§ **EXERCISE SET**:
(A) In the review of the documentary Swagger, for how long did Babinet work with the children on a filmmaking workshop?
(B) Carry on the review of the documentary Swagger from where it stops.

§ **DOCUMENT TEXT**:

Wednesday, March 21, 2018

Swagger

Swagger is a title you earn - and if Olivier Babinet's documentary, about children in an underprivileged cité just outside Paris, amply deserves its name, it's less for the attitude on display amongst the kids themselves, and more for the reckless, thrilling, way over-board filmmaking that Babinet chucks at his otherwise minor project. This is a film that cocks about town, strutting, preening, feeling itself. It's a film to make you chuckle with its chutzpah, its brazenness. There's a great deal of sensitivity and delicacy here too, but it's vastly outdanced by the fun-size wallop of Babinet's aesthetic - and there is something beguiling, unerringly touching, at the idea of bringing such big means to a small documentary about the dreams, hopes, loves and sadness of disadvantaged children. 

Babinet worked with the children on a filmmaking workshop for a year, as part of a project to teach them about cinema. He also interviewed them - and the film is composed of one-on-one interviews with the youngsters, interspersed with weird, dreamlike, fantasy sequences. After a strange opening at nighttime, where the camera flits among the tops of the high-rises, filming the zone like a sci-fi land at rest, we meet the gang as they introduce themselves to camera: Mariyama, Elvis, Paul, Naila, Regis, and a whole load more. The tone is set: odd, buzzing, fantastical visuals; a pulsating imagination - and then tender, naturalistic, artlessly seized candour. For the rest of the film, Babinet will use his subjects' startling, strange, enchanting confessions, to create luridly conceived set-pieces that metastasize the ideas of the powerless and unlistened-to into bold, entrancing visions. 

Even when Babinet's camera is at rest, he manages to throw some pop at the screen - Naila is filmed in a backdrop of candy Technicolour in a stairwell, as she empties her funny mind out to camera, disserting on Mickey Mouse and how frightening he is; on white people; and on her dream of becoming an architect so as to stop babies from falling to their death in inner-city high-rises. Paul, dapper and shy in a sharp black suit, is filmed against a lush dark blue; Régis sits in a deserted locker-room. Everywhere you see Babinet's music video-maker's touch, in the slightly too glossy, but still inviting plasticity of these interviews.

§ **GIVEN DATA**:

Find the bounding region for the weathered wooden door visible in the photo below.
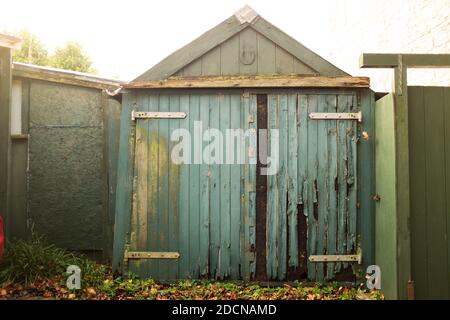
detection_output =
[124,92,256,280]
[115,91,368,281]
[266,92,360,281]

§ **SET OF ANSWERS**:
(A) For a year.

(B)
Babinet then devises riotous sequences in between these talking head segments, ranging from a disquieting surge of drones hovering over the projects like a dystopian nightmare, to a sort of jailbreak scene when two kids ring a fire alarm bell in a corridor and escape through a hole in a wire fence into a Pasolini-like field of long brushy grass where a camel is tethered to the ground. The viewer rushes with the boys in a flurry, the hand-held camera keeping the beat as they leap and skedaddle out of the building, before the camera rises in a swoonsome movement once they've made it through the fence, to encompass the whole surrounding environment, signalling a burst of delicious freedom. Or Babinet gifts Paul a Jacques Demy-like dance sequence where he skitters through a disused marketplace and out along the abandoned concrete walkways of his hometown, freed from some of the cares he has shared to camera, the fear of rejection, the shame of his father's mental illness. As Céline Sciamma did in Girlhood, Babinet grants his subjects the chance to be seen as they wish to be. 

These are children who have never met a white person; these children of immigrants talk of 'French-born' people as of another species, so fully ghettoised are they in their suburb. They talk calmly of dealing being a job that you can do. They tell of a schoolmate who was shot. Many of them have never been to Paris. All of them long for great wealth; some dream of being President. The great power of Swagger is that it extracts these wholly astounding nuggets without ever dwelling on their potency or underlining the tragedy of these lives. On the contrary, Babinet loves and celebrates these people, gives them time and care, frames them well, and lifts them.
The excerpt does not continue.